▶ [Task statement]: Copy the records below exactly, leaving out any pictures.

[Referring expression data]
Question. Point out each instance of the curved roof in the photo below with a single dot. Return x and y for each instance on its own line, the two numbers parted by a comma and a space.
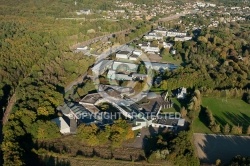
152, 95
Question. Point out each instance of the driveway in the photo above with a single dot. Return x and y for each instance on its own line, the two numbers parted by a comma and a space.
211, 147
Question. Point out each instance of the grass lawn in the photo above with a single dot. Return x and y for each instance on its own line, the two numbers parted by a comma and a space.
176, 107
169, 58
231, 111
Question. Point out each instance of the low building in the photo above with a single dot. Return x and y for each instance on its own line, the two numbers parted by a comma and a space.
173, 33
146, 47
137, 52
123, 54
133, 57
182, 38
161, 31
114, 76
153, 36
160, 66
167, 45
124, 67
136, 76
182, 92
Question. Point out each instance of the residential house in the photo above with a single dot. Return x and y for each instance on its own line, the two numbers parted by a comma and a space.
174, 33
123, 54
167, 45
153, 36
160, 66
182, 38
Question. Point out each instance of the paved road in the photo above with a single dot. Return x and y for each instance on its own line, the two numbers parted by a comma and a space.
176, 16
211, 147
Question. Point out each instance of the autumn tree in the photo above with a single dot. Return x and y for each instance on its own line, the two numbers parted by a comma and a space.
226, 129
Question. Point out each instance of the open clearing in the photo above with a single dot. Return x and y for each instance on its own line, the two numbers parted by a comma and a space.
211, 147
231, 111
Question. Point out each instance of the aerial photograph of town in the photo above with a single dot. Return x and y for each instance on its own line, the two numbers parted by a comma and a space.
125, 82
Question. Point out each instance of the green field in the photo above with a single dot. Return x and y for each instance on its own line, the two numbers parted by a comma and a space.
169, 58
231, 111
176, 106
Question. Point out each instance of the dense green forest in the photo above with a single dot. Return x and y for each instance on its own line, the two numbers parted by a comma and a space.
216, 59
36, 64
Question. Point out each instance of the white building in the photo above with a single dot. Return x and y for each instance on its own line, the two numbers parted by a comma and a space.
182, 38
182, 92
167, 45
123, 54
153, 36
174, 34
148, 48
137, 52
163, 32
102, 66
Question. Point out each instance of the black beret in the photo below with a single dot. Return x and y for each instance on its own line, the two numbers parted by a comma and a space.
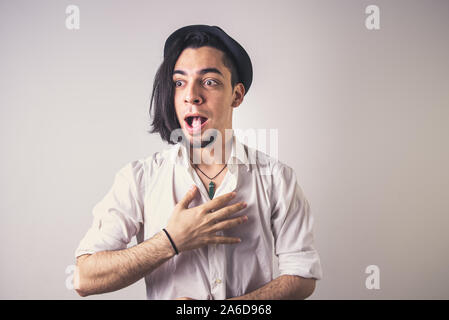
240, 56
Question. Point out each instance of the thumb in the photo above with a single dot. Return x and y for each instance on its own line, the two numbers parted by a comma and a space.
188, 197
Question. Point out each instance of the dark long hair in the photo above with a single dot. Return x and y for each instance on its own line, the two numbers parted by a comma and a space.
162, 98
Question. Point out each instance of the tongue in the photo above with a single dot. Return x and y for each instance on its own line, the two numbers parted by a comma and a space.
196, 123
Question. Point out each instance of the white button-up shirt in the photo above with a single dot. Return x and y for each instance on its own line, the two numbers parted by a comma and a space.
145, 192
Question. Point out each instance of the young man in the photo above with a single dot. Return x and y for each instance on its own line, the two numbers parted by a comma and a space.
207, 220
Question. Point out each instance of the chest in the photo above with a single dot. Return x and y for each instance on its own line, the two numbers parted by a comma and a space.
206, 181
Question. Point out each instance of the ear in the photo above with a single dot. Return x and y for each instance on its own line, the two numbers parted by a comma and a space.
239, 93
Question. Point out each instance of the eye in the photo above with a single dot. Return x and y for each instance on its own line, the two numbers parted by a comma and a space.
210, 82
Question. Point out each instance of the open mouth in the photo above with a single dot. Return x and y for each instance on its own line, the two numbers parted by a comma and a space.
195, 123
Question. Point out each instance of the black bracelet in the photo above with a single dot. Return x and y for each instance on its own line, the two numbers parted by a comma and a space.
171, 241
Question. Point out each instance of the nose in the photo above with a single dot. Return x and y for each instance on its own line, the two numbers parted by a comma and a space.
192, 95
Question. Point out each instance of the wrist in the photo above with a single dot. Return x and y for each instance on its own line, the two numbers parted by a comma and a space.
170, 239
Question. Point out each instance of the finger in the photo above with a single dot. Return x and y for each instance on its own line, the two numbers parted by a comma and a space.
223, 240
218, 202
228, 224
188, 197
228, 211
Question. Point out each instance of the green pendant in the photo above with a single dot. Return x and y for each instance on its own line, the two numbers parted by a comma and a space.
211, 189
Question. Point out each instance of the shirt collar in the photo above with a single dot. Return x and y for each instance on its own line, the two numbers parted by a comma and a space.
239, 154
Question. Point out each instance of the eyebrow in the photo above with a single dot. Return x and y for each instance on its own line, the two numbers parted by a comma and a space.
201, 72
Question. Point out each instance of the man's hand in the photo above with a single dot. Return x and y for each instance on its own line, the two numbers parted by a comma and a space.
196, 227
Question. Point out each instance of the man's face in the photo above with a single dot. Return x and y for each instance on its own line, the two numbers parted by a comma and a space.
203, 95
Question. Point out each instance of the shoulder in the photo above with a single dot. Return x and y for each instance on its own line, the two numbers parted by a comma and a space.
268, 164
141, 168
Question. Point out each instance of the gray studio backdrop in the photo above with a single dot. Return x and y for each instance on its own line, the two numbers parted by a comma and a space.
362, 116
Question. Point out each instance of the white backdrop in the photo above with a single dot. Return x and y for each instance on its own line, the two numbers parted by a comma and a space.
363, 118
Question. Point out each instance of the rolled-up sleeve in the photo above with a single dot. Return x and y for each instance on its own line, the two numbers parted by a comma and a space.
292, 227
119, 215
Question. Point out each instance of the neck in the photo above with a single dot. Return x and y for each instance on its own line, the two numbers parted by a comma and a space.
214, 155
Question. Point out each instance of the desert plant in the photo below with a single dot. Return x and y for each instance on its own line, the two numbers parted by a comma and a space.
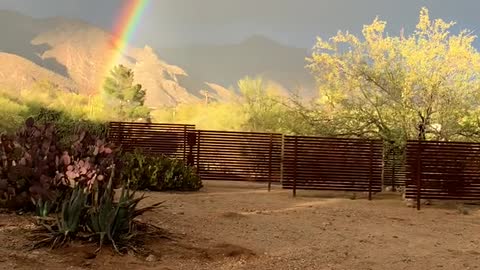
35, 166
99, 219
158, 173
68, 222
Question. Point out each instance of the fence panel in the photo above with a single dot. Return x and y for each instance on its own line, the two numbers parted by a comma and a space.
443, 170
332, 164
394, 170
238, 156
160, 139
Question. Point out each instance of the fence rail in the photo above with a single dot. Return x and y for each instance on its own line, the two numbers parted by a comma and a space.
332, 164
443, 170
165, 139
431, 170
238, 156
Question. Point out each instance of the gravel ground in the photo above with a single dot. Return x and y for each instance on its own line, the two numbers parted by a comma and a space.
242, 226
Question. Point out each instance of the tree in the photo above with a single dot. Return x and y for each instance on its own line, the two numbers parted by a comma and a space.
262, 105
124, 96
398, 88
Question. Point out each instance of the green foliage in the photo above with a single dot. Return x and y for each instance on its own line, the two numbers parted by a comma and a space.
388, 87
124, 97
94, 215
159, 173
215, 115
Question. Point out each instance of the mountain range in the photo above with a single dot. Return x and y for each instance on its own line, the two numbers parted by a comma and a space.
71, 54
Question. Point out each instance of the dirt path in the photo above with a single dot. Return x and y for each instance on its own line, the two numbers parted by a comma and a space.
240, 226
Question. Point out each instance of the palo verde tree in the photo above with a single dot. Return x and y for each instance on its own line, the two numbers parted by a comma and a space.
123, 96
422, 85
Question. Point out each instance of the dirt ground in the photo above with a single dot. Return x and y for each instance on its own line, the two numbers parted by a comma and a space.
242, 226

▶ [Response below]:
Question. Point out each instance of the curved roof in the photo below with a single dot. Return x and y for each instance on its own line, the two numbers parted by a comma and a space.
152, 95
Question. Point out each instance of the driveway in the photo above with a single dot. Return x and y for each instance on its own line, the two numbers parted by a comma and a space.
211, 147
Question. Point out each instance of the grass lawn in the photo above with a single dot. Return x and y for each instance on its own line, the two numbers parted by a comma and a space.
176, 107
169, 58
231, 111
Question. Point out each instance of the low building in the photo above with a single dot. Return x and y for each instance on its own line, the two numbers parted by a comma and a space.
173, 33
146, 47
137, 52
123, 54
133, 57
182, 38
161, 31
114, 76
153, 36
160, 66
167, 45
124, 67
136, 76
182, 92
Question. Point out each instance of the residential house in the photo above with a single dot. Return x and y for each instance on its own line, the two numbers parted by a comma and a space.
174, 33
123, 54
167, 45
153, 36
160, 66
182, 38
Question. Point out each instance of the paved road in the photo above with a single dot. Return x and y for each instance on its own line, the two numbers parted by a comma and a space.
176, 16
211, 147
Question. Point out each instance of the autumn tree in the photo above with a single dot. Return x and y for each instance on its own line, the two numbers parted by a comma and a space.
226, 129
Question. Point out each instance of the open clearing in the photo above with a single dot. Return x and y for each instance on its own line, the two numbers parted by a comma and a space.
211, 147
231, 111
Question. Point out each instance of the aerial photograph of town in the photo above with a single dot. Return x and y for each instance on its own line, the two numbers parted by a comma and a space.
125, 82
Question. Point out each instance of the green field in the photo above with a single dot. Return x and y for each instance on its own line, the two numbers parted by a comma and a space.
169, 58
231, 111
176, 106
Question. Point out each instance of the dense green forest in the photo above with a single dot. Return x and y for each instance on its own line, the two numbers parted by a comma and a space.
216, 59
36, 64
Question. Point out each instance of the white building in the photo above with a single dot. Return x and y for each instance on its own line, the two numbers parted by a comma and a space.
182, 38
182, 92
167, 45
123, 54
153, 36
174, 34
148, 48
137, 52
163, 32
102, 66
Question. Point out each instance of the black beret in the photo below with a single dot. Return x and y for each instance on its own line, the two numbers parted by a comma and a space.
240, 56
Question. Point out each instance of the thumb in the photo above with a single dot. Return x and y for each instance on its own line, the two numbers parted by a comma and a space.
188, 197
Question. Point out each instance of the dark long hair in the photo above with a single dot. Return x and y for each instance on its own line, the two numbers parted by a comma and a space.
162, 98
Question. Point out each instance of the tongue in the photo above with a single dot. Return x and y for each instance on its own line, the two numbers parted by a comma and a space.
196, 123
Question. Point out each instance of the white button-up shirt in the photo above with a single dot. Return x and y for each instance on its own line, the two numbers parted by a comma and a space.
145, 192
Question. Point out each instance of the young man in the photo above with a single dot. Return x and y for each instance on its own line, the two numbers parted by a comma and a space.
207, 220
Question. Point out each instance of the chest in the photo above with a single dot. Return x and y for each instance on its own line, the two numbers parted by a comma and a space.
206, 181
Question. Point out each instance of the ear in the photo above with a single dot. Return x and y for each instance on its own line, the two numbers parted by a comma and a space.
239, 93
Question. Point out each instance of the eye in the photo above with a single dot. Return x and y for each instance on its own line, the two numbers parted by a comma and a space.
210, 82
Question. Point out each instance of the open mouth in the photo above with a single dot. Return x and y for each instance on its own line, the two numbers parted by a comma and a space.
195, 123
Question. Point out each instance of the black bracelet in the photo above with a single dot. Return x and y for each instance on its own line, the two numbers parted by a comma and a space.
171, 241
Question. Point out each instance of the nose in the photo above with a single dot. Return x and y for each instance on its own line, the two numbers parted by a comma and a space.
192, 95
Question. Point out each instance of the wrist in the photo above with a single dot. Return x and y for each instance on its own line, the two numbers parted by a comma and a space.
170, 239
Question. Point out each instance of the finger in the photo above with a single dot. Return x and y for each instance on its own line, the two numbers parted by a comma and a space.
223, 240
218, 202
228, 224
188, 197
228, 211
Question. Point out each instance of the green pendant in the photo above with a single dot. Return x and y for each instance on its own line, the two numbers parted by a comma and a space.
211, 189
Question. Point out each instance of the shirt collar in the photo above with a single dot. Return x and y for each instance on its own line, the two numbers parted by a comma and a space.
239, 154
Question. Point out each instance of the eyebrow in the photo above with a single dot. Return x and y for each instance on its own line, the two numbers parted by a comma and a space.
201, 72
Question. Point out each instance of the man's hand in the photo above with a single dot. Return x and y for each instance on its own line, the two numbers parted by a comma and a space.
196, 227
Question. Point out each instance of the man's face in the photo above with a single dot. Return x and y for each instance on its own line, the two numbers parted by a comma and a space.
203, 95
Question. Point out each instance of the shoulder in the photo above with a single dot. Return x and y for each instance on its own line, the two numbers parted by a comma and a space.
268, 164
141, 168
Question. Point out each instance of the gray studio backdrop in the photo above with a single dot. Return x and y for each instance on its own line, the two numbers parted by a comma and a space.
362, 116
Question. Point out each instance of the white backdrop in the photo above with a single dot. Return x and y for each instance on its own line, the two numbers parted by a comma and a space.
363, 118
Question. Point out each instance of the rolled-up sleeve in the photo above with a single dot. Return x and y for each instance on its own line, the two numbers parted by a comma and a space.
292, 227
119, 215
Question. Point out each instance of the neck in the photo above with a single dot. Return x and y for each instance on its own line, the two numbers parted by a comma and a space.
214, 155
Question. Point out each instance of the desert plant in the photo below with a single dot. Return x and y for each instance on its own line, the two numbers parted by a comma and a space.
35, 166
99, 219
158, 173
68, 222
Question. Point out each instance of the fence panel in the photo above with a single dot. Return x and y for each instance on its own line, the two numbers parted by a comma and a space.
443, 170
332, 164
394, 170
238, 156
160, 139
Question. Point out each instance of the fence rail in the photo above with a single dot. Return x and y for each instance on its own line, the two numbers parted by a comma and a space.
332, 164
443, 170
165, 139
431, 170
238, 156
Question. Point out each instance of the gravel ground in the photo above with a single dot. Return x and y for each instance on its own line, the two numbers parted by a comma and a space.
242, 226
Question. Point out each instance of the tree in the photo above with a single dot. Return x and y for each instance on its own line, the two numbers parted by a comma and a space.
262, 105
124, 96
398, 88
Question. Point out each instance of the green foliage in the photo above with a single dot. Return x and y for each instance on its own line, the two numbers parted by a comma and a space.
388, 87
124, 97
94, 215
159, 173
215, 115
Question. Point out each instance of the mountain range in the photo above with a single dot. Return x and y for each instance on its own line, the two numbers parted by a comma and a space.
71, 54
Question. Point out each instance of the dirt path in the photo above with a single dot. Return x and y for each instance on its own line, the two numbers parted by a comma and a space.
240, 226
Question. Point out each instance of the palo verde tree in the photo above with a single dot. Return x and y for each instance on its own line, the two numbers parted by a comma and a space.
123, 96
422, 85
Question. Point out each instance of the dirt ground in the photo above with a single dot. Return x and y for each instance on its own line, the two numbers parted by a comma and a space.
242, 226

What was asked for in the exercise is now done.